**Texto do exercício**.
------------------------------------------------------------

Embora a Conmebol ainda não tenha anunciado as cidades que sediarão os jogos e não tenha comentado a possibilidade de público nos estádios, vários estados, entre eles Pernambuco e Rio Grande do Norte, já rejeitaram receber partidas por “fata de segurança epidemiológica”.

“Um evento dessa magnitude mobiliza inúmeras pessoas, mesmo se os jogos forem sem público. E mobilidade aumenta a transmissão do vírus. Isso terá um componente muito significativo nessa questão do recrudescimento da pandemia”, declarou à AFP o infectologista José David Urbáez, da Câmara Técnica de Infectologia do Distrito Federal.

“Esse torneio deveria ser cancelado e pronto”, completou o especialista.

O epidemiologista Pedro Hallal, da Universidade Federal de Pelotas (UFPel), classificou de “temerária” a decisão da Conmebol, que agradeceu ao presidente Jair Bolsonaro “por abrir as portas” para o torneio que acontecerá de 13 de junho a 10 de julho.

“Há muitos países que estão com vacinação muito mais avançada e com a pandemia muito mais controlada. O Chile é o exemplo mais fácil de dar. Por isso, é difícil entender de onde vem essa decisão”, explicou.

O Brasil é o segundo país do mundo em óbitos por covid-19 (mais de 460 mil mortes), situação que, segundo especialistas, foi causada pela ausência de medidas sanitárias rígidas, em grande parte devido à campanha do presidente Jair Bolsonaro contra a quarentena devido ao prejuízo econômico, o lento avanço da vacinação (menos de 11% da população recebeu duas doses) e a chegada de novas variantes.

Há algumas semanas, a média móvel de mortes se estabilizou em menos de 2.000 por dia, um número bem abaixo do pico de 4.000 mortes registrado em abril, o que levou vários estados a relaxar as medidas de confinamento.

A Fiocruz alerta que a retomada das atividades em quase todo o país “vai manter o número de internações e óbitos em patamares elevados, com tendência de piora nas próximas semanas”. Soma-se a isso a incerteza potencial da nova variante indiana, cujos primeiros casos já foram detectados no Brasil.

“Campeonato da morte”

Nas últimas semanas, o público só teve permissão para entrar de forma muito limitada em dois jogos no Brasil, algo proibido no país desde o início da pandemia.

Mas algumas finais de campeonatos estaduais acumularam multidões em torno dos estádios, outro motivo de preocupação.

------------------------------------------------------------

**Faça o seguinte**.
#1 No texto sobre o torneio da Conmebol durante a pandemia, em que período o torneio vai acontecer?
#2 Transcreva do texto sobre o torneio da Conmebol durante a pandemia o trecho que vai de "O epidemiologista Pedro" até "de novas variantes.".
#3 Dê continuidade ao texto sobre o torneio da Conmebol durante a pandemia a partir da última frase apresentada.

**Material fornecido**.
------------------------------------------------------------

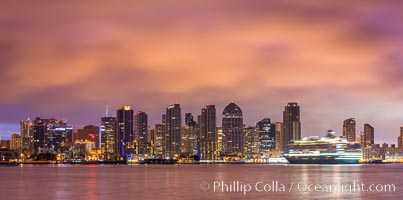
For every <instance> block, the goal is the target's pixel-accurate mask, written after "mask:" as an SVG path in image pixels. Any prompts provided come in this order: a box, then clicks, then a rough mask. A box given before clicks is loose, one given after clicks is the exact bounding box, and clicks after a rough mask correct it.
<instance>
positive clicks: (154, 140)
mask: <svg viewBox="0 0 403 200" xmlns="http://www.w3.org/2000/svg"><path fill="white" fill-rule="evenodd" d="M147 144H148V145H147V152H148V155H154V153H155V152H154V146H155V130H154V129H153V128H150V127H148V128H147Z"/></svg>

------------------------------------------------------------

**Suas respostas**.
#1 De 13 de junho a 10 de julho.

#2
O epidemiologista Pedro Hallal, da Universidade Federal de Pelotas (UFPel), classificou de “temerária” a decisão da Conmebol, que agradeceu ao presidente Jair Bolsonaro “por abrir as portas” para o torneio que acontecerá de 13 de junho a 10 de julho.

“Há muitos países que estão com vacinação muito mais avançada e com a pandemia muito mais controlada. O Chile é o exemplo mais fácil de dar. Por isso, é difícil entender de onde vem essa decisão”, explicou.

O Brasil é o segundo país do mundo em óbitos por covid-19 (mais de 460 mil mortes), situação que, segundo especialistas, foi causada pela ausência de medidas sanitárias rígidas, em grande parte devido à campanha do presidente Jair Bolsonaro contra a quarentena devido ao prejuízo econômico, o lento avanço da vacinação (menos de 11% da população recebeu duas doses) e a chegada de novas variantes.

#3
O senador Renan Calheiros (MDB-AL), relator da CPI que investiga eventuais “omissões” por parte do governo Bolsonaro na pandemia, denunciou o que classificou de “campeonato da morte”.

“Sindicato de negacionistas: governo, Conmebol e CBF. As ofertas de vacinas mofaram em gavetas mas o ok para o torneio foi ágil. Escárnio”, criticou o senador no Twitter.

O vice-presidente da CPI, o senador Randolfe Rodrigues (Rede-AP), informou que apresentou um requerimento de convocação do presidente da CBF, Rogério Caboclo, para saber “que medidas foram planejadas para garantir a segurança sanitária dos brasileiros” durante o torneio.

O deputado Júlio Delgado (PSB-MG) anunciou que irá entrar com mandado de segurança no Supremo Tribunal Federal (STF) para impedir a realização do torneio no Brasil.

A ‘Cepa América’

Após o anúncio, não demoraram a surgir nas redes sociais comentários irônicos e ‘memes’ sobre a competição, rebatizada de “Cepa América”, incluindo um de um caixão brincando com uma bola em formato de vírus e outro de um mascote chamado ‘Cloroquito’, em referência à cloroquina, o medicamento que Bolsonaro promove contra o coronavírus, embora sua eficácia não tenha sido comprovada pela ciência.

O vice-presidente Hamilton Mourão defendeu nesta segunda-feira que organizar a Copa América no Brasil apresenta “menos risco” do que na Argentina devido à imensidão do território e ao elevado número de estádios, o que permitirá a “distribuição” dos jogos.

Uma tese que, mesmo em um país onde o futebol é religião, não convenceu muita gente.

“Eu não acho que deveria acontecer um evento esportivo tao grande nesse momento devido à situação da pandemia, não acho que é prudente, acho que é muito arriscado. Claro que faz bem para a economia, mas certamente isso vai aumentar os casos de covid aqui, então eu não sou a favor, por mais que eu ame futebol”, declarou à AFP em São Paulo Guilherme Bezerra da Silva, que trabalha com comércio exterior.